Consigne 1: Dans l'extrait sur les biens divers, relevez tous les placements donnés en exemple de placements dits « atypiques ».

Extrait de page:
- - -
L’univers des placements dits « atypiques », comme le vin, les œuvres d’art, les manuscrits ou encore les diamants, attire de nombreux investisseurs par des promesses de rendement souvent élevées. Cependant, cet attrait peut masquer des risques importants, surtout en l’absence d’un cadre protecteur clair. Pour répondre à cet enjeu, le droit français a développé une catégorie juridique spécifique : les « biens divers ». Comprendre précisément ce que recouvre cette notion et quelles opérations y sont soumises est fondamental pour sécuriser un investissement ou une proposition commerciale. Cet article a pour but de clarifier le périmètre de cette réglementation, en complément des informations présentées dans le guide complet de la réglementation des intermédiaires en biens divers.

La notion de « biens divers » : une définition extensive

La notion de « biens divers » est volontairement large. Le législateur n’a pas dressé de liste exhaustive des actifs concernés. L’objectif de cette approche souple est de pouvoir englober une grande variété de placements, y compris ceux qui naîtront des innovations futures, afin d’assurer une protection constante de l’épargnant face à des produits d’investissement qui ne sont pas des instruments financiers classiques.
- - -
Données:
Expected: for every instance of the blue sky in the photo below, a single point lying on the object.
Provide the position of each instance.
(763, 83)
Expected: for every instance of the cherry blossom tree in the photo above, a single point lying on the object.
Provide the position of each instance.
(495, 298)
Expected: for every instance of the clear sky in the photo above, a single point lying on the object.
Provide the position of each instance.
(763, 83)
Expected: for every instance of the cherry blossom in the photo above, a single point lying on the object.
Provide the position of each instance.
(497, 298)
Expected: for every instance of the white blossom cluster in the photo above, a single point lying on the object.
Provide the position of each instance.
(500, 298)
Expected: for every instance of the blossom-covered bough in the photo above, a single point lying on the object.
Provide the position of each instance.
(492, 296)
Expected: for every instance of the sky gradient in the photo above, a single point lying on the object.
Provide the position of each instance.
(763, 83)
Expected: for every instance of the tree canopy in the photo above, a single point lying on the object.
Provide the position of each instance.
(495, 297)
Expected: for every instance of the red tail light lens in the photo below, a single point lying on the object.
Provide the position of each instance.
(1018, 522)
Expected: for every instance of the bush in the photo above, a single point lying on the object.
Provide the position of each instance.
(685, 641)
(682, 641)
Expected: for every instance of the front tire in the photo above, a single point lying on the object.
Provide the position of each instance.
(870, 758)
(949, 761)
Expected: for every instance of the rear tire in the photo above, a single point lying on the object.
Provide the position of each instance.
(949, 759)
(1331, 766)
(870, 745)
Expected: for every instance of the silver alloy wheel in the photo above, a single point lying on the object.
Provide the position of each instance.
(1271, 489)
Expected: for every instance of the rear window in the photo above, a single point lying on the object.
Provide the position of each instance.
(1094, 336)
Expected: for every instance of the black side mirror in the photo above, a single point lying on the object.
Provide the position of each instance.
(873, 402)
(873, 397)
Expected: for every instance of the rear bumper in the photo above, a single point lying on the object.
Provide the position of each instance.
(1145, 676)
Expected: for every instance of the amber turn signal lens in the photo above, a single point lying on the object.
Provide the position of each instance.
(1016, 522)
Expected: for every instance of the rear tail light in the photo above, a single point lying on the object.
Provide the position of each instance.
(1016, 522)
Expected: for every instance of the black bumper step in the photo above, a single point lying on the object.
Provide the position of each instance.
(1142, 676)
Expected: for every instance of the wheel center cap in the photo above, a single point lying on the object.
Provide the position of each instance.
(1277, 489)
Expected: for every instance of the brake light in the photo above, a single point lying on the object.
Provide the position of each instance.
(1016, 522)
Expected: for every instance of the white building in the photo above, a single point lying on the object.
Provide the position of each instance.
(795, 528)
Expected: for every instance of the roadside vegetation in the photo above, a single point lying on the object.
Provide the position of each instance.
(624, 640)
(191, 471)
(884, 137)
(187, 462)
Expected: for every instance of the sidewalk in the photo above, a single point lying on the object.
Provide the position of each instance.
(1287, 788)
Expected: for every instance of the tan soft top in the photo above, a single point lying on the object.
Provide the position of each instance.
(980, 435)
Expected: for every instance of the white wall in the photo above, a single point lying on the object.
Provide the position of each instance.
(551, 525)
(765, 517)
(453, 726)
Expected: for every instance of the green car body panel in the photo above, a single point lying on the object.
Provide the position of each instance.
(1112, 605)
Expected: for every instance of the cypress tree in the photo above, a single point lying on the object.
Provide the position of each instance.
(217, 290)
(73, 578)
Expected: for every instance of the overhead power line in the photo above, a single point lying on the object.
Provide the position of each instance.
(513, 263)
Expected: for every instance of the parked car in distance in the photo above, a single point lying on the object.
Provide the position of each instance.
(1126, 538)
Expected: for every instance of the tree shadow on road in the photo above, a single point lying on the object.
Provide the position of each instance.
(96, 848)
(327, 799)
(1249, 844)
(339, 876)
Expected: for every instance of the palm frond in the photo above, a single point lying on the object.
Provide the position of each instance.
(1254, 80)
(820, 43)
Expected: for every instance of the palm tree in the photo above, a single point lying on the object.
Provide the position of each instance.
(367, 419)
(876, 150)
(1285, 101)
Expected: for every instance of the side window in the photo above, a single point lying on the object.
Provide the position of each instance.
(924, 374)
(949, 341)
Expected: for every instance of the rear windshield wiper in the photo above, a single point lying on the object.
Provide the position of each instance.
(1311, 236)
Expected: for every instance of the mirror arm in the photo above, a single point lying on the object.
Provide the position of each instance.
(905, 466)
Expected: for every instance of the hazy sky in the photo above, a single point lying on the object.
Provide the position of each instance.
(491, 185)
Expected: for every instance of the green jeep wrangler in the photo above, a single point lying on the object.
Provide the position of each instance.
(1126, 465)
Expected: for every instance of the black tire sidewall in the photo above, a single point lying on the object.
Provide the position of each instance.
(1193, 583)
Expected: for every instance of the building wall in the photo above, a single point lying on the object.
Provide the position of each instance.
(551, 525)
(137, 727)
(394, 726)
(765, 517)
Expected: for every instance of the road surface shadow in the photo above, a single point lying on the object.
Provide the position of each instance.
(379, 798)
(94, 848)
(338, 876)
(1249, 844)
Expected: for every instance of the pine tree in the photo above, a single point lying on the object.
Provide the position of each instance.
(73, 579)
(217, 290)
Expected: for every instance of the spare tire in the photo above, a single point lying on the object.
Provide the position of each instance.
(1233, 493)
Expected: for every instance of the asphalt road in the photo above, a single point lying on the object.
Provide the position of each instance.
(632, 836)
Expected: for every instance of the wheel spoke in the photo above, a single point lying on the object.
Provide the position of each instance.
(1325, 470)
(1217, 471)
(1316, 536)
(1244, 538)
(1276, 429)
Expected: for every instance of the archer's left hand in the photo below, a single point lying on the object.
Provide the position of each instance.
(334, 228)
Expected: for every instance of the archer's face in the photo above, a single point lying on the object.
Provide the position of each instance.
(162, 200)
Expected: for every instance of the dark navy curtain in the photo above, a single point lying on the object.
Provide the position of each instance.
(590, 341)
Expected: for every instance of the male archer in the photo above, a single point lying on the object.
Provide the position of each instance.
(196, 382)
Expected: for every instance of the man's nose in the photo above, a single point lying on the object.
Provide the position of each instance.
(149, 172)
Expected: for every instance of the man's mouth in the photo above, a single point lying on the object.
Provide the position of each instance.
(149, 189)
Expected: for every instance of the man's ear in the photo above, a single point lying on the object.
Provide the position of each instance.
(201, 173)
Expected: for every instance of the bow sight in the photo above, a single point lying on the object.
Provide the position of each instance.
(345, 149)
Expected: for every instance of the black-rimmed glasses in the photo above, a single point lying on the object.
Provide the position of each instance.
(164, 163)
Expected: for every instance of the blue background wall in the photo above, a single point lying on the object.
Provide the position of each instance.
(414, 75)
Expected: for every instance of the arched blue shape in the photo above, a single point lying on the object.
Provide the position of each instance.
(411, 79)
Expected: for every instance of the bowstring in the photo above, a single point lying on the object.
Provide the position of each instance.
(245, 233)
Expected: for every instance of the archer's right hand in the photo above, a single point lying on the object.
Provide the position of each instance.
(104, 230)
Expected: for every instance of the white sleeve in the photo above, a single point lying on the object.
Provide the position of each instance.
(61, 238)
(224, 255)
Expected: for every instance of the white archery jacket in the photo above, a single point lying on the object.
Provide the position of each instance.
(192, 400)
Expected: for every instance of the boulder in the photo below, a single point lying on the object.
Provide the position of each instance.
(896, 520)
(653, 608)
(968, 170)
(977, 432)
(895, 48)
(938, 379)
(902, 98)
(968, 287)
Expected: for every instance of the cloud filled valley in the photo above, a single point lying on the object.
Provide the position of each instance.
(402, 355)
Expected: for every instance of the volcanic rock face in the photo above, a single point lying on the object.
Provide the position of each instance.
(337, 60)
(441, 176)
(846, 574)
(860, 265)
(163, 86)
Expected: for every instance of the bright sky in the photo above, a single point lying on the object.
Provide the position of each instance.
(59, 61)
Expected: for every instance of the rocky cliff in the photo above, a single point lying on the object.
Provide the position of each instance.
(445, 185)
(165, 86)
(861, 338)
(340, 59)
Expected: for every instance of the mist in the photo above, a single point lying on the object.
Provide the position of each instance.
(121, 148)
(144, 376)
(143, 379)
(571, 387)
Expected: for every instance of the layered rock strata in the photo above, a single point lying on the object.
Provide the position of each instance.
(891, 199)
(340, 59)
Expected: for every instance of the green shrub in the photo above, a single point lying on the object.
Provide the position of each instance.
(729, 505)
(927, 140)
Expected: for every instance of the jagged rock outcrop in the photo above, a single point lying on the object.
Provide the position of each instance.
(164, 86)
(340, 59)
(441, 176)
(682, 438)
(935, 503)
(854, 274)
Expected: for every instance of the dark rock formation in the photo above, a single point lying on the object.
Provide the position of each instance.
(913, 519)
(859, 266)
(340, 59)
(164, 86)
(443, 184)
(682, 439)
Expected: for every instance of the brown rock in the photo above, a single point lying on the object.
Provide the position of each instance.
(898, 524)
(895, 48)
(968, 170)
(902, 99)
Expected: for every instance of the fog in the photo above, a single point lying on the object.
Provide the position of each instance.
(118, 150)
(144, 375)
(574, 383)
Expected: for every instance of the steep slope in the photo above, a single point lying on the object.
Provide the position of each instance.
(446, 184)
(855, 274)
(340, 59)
- - -
Consigne 2: Recopiez les entrées de la ligne qui contient « Expected: for every instance of the red » jusqu'à la ligne qui contient « (1271, 489) », celle-ci comprise.

Résultat 1:
- le vin
- les œuvres d'art
- les manuscrits
- les diamants

Résultat 2:
Expected: for every instance of the red tail light lens in the photo below, a single point lying on the object.
Provide the position of each instance.
(1018, 522)
Expected: for every instance of the bush in the photo above, a single point lying on the object.
Provide the position of each instance.
(685, 641)
(682, 641)
Expected: for every instance of the front tire in the photo above, a single point lying on the object.
Provide the position of each instance.
(870, 758)
(949, 761)
Expected: for every instance of the rear tire in the photo above, a single point lying on the object.
Provide the position of each instance.
(949, 759)
(1331, 766)
(870, 745)
Expected: for every instance of the silver alloy wheel in the photo above, a single point lying on the object.
Provide the position of each instance.
(1271, 489)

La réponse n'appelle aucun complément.